本文:
■ ■ ■

河村義子先生の命、人生の大事を急げ

磨墨知14.

 あなたの人生の目的は何?

 人生で何に命を捧げるか?

 されば一生のうち、むねをあらましきから事の中に、いずれかまさるともよく思い比べて、第一の事を案じ定めて、其の外は思いすてて一事にはげむべし。(徒然草188段-3)

 歌やゴルフ、麻雀が下手で負けてもいいではないか。そんなことに強くなるために時間をかけて時間を無駄にするよりも、自分の人生目的の達成に力を入れよ。

 

釣りの趣味は、人間の驕り

 その人生で大事な時間を、釣りやゲームにうつつを抜かしていいのか。天が与えた自然界の大事な命を己の痴呆的な遊びの道具に使って良いのか。その命も、生きたいという生存本能がある。それを己の遊びのために、いのちを持てあそび、命を殺すのは、霊長類の頂点の人として生まれて、恥ずかしい趣味だと思う。私は、釣りの趣味の人を軽蔑する。釣りバカ、である。私はそんな人とは付き合わない。

 いくらゲームとは言えは、人を殺す戦争ゲームや、格闘のゲームに興じていいのか。ゲームの後で何が残るのか。ゲームに負けてリセットすればすむ世界に狂ずれば、凄惨な人殺しも平気な人間が出来上がる。ゲームに興じている人の顔は、弛緩している。

 

河村義子先生の命

 河村義子先生の棺に横たわった死に顔は美しかったが、決して安らかではなかった。もっと生きたい、もっと音楽で皆さんに貢献したいという無念さが出ていた。

 「美しい死に顔ではあったが、安からなお顔ではなかった。もっと生きたい、という思いがお顔に現れていた」と義子先生の死に顔を見られた40年来の付き合いの知人のピアノの先生は涙ぐんでおられた。その方は悲しみで体調を崩して1週間ほど入院をされたとか。河村先生が亡くなられて1か月も経つのに、今日、偶然、通りすがりに出会ったら、そう言って涙ぐまれた。

■ ■ ■

対象資料:

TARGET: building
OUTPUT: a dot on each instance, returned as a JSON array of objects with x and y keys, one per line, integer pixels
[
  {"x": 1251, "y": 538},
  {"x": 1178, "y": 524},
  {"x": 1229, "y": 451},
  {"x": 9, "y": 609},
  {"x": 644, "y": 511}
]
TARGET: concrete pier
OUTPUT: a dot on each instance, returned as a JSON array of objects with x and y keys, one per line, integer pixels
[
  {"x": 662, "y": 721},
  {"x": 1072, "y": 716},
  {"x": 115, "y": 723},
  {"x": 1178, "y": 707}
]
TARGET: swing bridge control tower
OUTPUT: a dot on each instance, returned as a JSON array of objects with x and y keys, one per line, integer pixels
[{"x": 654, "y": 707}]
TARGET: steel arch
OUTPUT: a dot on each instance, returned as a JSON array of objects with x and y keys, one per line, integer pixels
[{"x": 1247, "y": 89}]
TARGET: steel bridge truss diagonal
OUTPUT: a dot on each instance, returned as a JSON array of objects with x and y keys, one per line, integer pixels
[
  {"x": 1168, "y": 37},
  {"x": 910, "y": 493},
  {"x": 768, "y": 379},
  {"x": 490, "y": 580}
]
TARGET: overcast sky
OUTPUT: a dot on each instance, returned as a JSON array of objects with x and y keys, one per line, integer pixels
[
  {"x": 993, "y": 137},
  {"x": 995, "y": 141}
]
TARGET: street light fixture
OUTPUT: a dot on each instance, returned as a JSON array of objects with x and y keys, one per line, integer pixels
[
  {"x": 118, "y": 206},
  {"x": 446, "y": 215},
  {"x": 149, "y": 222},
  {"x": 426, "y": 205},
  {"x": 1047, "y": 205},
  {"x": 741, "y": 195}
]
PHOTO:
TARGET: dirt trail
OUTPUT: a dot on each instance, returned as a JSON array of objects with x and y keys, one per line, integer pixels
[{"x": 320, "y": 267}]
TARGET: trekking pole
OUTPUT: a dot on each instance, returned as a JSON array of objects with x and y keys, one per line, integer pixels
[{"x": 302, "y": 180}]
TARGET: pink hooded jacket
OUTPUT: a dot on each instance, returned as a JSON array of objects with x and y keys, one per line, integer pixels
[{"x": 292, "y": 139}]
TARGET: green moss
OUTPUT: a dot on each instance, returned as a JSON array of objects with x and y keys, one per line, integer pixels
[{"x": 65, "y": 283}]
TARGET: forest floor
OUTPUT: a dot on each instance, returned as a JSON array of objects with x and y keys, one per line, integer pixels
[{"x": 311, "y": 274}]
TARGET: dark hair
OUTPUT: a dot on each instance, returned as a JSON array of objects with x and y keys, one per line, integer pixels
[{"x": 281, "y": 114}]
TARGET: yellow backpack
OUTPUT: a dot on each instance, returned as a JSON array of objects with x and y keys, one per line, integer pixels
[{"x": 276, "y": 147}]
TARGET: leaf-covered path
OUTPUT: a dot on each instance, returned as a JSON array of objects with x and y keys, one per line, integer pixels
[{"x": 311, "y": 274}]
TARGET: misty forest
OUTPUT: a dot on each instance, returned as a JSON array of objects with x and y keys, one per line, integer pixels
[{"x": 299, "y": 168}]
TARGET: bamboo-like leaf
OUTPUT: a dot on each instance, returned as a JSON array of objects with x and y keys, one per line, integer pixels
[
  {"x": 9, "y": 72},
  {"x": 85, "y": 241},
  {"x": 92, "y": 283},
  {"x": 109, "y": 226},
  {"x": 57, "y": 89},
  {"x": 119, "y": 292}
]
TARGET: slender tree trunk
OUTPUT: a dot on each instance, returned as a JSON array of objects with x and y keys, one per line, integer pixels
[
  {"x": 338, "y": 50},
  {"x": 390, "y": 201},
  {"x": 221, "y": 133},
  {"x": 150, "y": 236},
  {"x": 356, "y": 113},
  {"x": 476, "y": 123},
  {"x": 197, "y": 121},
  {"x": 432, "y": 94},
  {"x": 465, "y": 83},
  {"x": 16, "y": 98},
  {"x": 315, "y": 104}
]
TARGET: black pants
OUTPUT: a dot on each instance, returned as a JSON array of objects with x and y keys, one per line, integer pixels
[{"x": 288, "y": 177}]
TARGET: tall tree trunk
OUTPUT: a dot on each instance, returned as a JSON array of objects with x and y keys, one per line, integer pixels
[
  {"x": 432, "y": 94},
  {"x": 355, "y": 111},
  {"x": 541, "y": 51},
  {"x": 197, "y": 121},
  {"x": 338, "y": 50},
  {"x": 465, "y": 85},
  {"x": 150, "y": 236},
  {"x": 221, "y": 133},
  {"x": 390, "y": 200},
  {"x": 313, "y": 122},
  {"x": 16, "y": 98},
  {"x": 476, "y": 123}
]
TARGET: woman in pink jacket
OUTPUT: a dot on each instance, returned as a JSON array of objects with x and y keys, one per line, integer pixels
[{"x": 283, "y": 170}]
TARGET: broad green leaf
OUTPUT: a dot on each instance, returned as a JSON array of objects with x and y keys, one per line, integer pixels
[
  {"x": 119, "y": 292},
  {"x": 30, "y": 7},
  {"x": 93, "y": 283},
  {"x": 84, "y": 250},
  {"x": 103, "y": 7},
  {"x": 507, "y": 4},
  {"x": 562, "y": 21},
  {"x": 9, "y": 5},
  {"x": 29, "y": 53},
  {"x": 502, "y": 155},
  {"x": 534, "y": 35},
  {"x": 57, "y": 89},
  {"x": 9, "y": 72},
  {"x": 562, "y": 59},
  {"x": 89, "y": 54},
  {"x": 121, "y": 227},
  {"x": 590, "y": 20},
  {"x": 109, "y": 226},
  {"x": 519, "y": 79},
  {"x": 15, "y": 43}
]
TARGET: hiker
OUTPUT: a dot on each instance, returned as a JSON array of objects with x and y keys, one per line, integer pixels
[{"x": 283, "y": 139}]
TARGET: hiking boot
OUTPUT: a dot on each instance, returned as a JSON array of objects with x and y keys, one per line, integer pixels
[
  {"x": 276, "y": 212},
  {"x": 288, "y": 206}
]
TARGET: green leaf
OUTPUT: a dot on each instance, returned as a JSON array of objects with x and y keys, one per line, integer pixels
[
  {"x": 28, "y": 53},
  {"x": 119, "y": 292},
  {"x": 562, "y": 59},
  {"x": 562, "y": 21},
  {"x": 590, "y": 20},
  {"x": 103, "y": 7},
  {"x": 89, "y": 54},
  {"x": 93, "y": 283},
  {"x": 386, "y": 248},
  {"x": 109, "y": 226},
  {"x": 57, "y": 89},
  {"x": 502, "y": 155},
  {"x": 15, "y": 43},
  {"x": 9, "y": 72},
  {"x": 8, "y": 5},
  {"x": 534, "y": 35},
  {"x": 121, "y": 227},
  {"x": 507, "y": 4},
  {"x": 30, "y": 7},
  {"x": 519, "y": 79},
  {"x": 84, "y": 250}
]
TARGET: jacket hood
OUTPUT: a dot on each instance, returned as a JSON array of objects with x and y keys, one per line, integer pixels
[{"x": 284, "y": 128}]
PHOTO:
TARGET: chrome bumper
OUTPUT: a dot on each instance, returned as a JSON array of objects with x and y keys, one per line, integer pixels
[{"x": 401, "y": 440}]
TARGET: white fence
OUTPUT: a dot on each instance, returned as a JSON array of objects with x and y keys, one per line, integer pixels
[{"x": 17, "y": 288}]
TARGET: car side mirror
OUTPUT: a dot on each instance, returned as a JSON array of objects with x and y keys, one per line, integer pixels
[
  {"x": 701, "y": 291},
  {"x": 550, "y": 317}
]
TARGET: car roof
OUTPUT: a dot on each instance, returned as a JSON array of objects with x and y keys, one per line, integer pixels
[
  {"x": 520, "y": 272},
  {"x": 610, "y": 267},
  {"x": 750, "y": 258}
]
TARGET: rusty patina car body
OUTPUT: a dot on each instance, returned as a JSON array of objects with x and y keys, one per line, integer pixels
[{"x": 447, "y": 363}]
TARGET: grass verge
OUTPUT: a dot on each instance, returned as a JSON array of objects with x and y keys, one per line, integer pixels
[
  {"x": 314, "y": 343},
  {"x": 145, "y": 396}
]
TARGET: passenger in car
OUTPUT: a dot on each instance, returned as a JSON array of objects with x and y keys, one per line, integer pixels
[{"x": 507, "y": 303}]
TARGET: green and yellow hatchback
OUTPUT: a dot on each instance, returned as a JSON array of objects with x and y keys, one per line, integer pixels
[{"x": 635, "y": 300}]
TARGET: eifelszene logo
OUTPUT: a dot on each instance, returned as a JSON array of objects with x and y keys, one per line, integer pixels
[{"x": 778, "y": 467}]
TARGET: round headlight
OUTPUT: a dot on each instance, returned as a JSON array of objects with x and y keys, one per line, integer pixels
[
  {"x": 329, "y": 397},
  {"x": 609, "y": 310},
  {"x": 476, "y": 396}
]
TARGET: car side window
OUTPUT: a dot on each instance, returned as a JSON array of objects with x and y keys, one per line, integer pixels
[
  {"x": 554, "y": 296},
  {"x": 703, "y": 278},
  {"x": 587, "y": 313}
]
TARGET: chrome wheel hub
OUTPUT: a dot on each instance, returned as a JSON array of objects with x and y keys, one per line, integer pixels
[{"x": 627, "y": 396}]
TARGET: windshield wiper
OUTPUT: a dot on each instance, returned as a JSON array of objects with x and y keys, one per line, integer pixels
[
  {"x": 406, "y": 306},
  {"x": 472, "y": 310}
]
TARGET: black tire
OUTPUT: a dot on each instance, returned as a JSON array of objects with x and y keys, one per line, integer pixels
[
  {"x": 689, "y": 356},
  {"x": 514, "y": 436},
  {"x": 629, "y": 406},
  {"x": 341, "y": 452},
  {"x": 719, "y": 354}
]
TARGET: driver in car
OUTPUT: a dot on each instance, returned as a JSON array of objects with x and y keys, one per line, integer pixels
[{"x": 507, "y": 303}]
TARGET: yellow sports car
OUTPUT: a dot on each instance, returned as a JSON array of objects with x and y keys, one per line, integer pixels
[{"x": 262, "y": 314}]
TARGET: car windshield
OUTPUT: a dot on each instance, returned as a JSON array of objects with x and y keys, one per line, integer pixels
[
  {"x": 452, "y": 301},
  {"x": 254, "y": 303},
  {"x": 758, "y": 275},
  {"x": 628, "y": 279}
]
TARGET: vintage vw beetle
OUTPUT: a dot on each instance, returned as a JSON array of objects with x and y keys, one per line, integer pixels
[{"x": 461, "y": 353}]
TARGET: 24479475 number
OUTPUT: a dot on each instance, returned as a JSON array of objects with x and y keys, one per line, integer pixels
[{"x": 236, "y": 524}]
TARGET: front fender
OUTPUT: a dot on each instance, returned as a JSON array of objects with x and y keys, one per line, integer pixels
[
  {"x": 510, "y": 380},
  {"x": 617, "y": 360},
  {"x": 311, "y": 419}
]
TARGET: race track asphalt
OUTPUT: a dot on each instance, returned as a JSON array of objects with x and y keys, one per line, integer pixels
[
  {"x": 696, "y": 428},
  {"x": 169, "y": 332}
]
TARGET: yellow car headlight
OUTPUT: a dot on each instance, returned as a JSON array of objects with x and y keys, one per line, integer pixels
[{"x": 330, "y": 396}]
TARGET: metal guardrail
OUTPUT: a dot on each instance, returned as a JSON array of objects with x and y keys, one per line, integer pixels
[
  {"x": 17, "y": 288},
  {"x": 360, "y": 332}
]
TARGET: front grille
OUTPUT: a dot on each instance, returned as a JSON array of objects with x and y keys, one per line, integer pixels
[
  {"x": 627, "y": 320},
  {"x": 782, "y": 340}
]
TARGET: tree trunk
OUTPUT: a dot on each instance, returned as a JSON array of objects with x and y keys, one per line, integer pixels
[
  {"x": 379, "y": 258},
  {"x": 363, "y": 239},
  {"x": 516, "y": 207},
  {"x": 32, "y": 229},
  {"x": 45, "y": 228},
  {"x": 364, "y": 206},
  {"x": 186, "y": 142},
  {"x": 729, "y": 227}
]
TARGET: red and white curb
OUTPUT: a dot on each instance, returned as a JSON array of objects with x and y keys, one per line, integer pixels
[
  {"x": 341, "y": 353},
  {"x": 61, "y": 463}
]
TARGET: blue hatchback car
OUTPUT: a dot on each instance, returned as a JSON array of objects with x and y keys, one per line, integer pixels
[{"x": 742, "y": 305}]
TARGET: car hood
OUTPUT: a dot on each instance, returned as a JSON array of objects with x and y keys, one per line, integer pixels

■ ■ ■

本文の「歌やゴルフ、麻雀が下手で負け」から「いる人の顔は、弛緩している。」までを、末尾の語句も含めて書き出し、その中の「ゴルフ」を「テニス」に置き換えよ。 この資料は作業に使わない。

回答:
歌やテニス、麻雀が下手で負けてもいいではないか。そんなことに強くなるために時間をかけて時間を無駄にするよりも、自分の人生目的の達成に力を入れよ。

 

釣りの趣味は、人間の驕り

 その人生で大事な時間を、釣りやゲームにうつつを抜かしていいのか。天が与えた自然界の大事な命を己の痴呆的な遊びの道具に使って良いのか。その命も、生きたいという生存本能がある。それを己の遊びのために、いのちを持てあそび、命を殺すのは、霊長類の頂点の人として生まれて、恥ずかしい趣味だと思う。私は、釣りの趣味の人を軽蔑する。釣りバカ、である。私はそんな人とは付き合わない。

 いくらゲームとは言えは、人を殺す戦争ゲームや、格闘のゲームに興じていいのか。ゲームの後で何が残るのか。ゲームに負けてリセットすればすむ世界に狂ずれば、凄惨な人殺しも平気な人間が出来上がる。ゲームに興じている人の顔は、弛緩している。